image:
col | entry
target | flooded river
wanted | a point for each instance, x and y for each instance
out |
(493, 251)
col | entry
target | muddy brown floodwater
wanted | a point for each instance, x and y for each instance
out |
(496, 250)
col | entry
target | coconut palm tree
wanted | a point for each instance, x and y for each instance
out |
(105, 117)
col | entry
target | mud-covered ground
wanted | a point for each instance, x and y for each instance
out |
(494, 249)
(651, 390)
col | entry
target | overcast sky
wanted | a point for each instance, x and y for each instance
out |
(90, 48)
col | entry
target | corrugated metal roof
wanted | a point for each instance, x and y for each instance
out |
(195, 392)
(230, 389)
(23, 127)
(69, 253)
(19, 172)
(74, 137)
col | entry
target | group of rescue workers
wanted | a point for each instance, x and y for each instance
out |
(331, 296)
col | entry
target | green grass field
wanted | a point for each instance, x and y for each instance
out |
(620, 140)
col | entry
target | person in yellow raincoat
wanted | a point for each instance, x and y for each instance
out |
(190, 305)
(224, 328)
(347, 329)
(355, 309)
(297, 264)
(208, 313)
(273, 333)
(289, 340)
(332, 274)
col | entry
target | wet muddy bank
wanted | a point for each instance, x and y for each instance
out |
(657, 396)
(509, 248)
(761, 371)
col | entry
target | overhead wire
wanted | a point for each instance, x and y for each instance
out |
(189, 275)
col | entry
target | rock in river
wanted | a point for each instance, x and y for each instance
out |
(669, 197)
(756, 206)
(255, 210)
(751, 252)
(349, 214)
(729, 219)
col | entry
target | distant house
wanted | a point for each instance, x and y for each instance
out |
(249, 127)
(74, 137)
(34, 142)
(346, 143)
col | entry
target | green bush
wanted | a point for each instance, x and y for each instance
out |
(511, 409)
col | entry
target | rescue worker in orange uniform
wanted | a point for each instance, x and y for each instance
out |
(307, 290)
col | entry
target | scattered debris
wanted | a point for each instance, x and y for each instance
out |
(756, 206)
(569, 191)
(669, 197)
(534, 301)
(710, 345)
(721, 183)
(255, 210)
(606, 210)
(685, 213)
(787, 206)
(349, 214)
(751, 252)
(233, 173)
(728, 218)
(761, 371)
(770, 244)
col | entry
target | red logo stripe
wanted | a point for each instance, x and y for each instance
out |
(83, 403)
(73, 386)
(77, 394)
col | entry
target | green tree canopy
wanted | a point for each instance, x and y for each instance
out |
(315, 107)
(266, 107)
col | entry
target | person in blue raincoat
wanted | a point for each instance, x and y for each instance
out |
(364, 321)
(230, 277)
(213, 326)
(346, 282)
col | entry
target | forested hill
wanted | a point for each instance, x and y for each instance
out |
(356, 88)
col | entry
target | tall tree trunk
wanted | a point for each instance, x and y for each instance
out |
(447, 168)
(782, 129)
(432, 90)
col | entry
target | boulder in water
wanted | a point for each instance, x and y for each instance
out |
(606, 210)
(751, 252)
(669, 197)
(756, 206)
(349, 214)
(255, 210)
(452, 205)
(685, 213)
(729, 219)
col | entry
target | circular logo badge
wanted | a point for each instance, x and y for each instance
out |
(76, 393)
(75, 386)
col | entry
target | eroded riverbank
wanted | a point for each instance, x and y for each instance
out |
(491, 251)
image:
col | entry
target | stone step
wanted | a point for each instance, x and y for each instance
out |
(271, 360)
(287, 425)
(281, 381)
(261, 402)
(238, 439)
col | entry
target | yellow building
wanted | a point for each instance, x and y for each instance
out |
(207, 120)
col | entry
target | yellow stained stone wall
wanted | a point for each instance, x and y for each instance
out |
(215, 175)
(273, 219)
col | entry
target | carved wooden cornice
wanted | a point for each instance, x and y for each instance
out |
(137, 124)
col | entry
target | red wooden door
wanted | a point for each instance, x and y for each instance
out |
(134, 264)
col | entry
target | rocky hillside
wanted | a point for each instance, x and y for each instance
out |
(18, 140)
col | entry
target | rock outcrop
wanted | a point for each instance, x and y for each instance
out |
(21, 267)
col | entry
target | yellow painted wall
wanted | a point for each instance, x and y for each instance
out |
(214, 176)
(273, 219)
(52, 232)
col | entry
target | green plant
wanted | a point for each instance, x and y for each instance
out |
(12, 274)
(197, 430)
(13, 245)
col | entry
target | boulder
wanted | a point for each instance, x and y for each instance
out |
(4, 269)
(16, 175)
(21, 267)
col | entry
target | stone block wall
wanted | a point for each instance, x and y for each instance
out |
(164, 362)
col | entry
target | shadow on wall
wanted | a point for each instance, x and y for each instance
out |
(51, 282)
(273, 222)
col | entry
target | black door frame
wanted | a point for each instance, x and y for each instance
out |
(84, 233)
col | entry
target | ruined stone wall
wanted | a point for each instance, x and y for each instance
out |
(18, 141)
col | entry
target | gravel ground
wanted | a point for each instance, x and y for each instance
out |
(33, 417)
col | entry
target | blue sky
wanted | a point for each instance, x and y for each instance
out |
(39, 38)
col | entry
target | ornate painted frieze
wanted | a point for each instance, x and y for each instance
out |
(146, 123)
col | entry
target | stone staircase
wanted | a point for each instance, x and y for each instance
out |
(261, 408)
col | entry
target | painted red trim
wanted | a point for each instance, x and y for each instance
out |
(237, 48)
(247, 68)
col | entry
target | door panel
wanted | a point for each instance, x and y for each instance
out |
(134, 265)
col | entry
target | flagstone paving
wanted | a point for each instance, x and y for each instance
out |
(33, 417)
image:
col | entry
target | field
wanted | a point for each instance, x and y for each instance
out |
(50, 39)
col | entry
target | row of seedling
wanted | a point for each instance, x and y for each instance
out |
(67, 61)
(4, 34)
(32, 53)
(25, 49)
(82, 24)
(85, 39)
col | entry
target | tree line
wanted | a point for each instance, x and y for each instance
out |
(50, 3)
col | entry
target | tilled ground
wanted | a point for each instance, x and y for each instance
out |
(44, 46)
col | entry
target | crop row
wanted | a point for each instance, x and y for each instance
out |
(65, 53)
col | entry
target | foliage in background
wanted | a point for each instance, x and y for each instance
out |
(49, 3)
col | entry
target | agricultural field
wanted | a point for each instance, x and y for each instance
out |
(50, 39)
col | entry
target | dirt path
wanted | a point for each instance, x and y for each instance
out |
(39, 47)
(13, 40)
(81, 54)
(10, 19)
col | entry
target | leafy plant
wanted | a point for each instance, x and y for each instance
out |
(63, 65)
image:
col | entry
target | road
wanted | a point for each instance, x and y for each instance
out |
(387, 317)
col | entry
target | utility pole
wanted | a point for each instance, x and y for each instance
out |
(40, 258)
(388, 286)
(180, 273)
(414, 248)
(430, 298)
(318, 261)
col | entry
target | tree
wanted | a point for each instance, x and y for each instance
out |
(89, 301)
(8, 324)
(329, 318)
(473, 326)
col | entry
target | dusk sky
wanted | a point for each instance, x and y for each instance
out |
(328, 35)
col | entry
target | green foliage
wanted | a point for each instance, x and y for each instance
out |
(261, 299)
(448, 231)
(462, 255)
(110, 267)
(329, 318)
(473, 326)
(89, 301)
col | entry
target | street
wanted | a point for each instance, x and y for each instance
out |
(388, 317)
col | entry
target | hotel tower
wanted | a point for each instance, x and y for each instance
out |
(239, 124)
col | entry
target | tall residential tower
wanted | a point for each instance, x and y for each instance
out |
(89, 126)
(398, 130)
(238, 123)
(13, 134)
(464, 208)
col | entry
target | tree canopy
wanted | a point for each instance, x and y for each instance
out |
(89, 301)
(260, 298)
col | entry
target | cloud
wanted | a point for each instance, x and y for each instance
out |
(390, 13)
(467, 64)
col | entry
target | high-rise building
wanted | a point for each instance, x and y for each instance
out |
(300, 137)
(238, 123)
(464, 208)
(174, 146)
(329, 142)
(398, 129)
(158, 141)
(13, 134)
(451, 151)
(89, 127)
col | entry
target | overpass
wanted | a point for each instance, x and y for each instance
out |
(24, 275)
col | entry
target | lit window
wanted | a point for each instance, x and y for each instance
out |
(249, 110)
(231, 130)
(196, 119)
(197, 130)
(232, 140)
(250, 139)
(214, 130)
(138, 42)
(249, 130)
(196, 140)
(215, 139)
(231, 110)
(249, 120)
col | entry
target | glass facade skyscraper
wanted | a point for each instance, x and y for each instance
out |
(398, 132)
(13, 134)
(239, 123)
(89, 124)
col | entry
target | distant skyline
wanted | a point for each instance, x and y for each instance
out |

+ + + +

■ **Required work**
Which lines in the rows above contain the word "building"? Pull out each of those lines and list them.

■ **Problem solution**
target | yellow building
target | high-rise building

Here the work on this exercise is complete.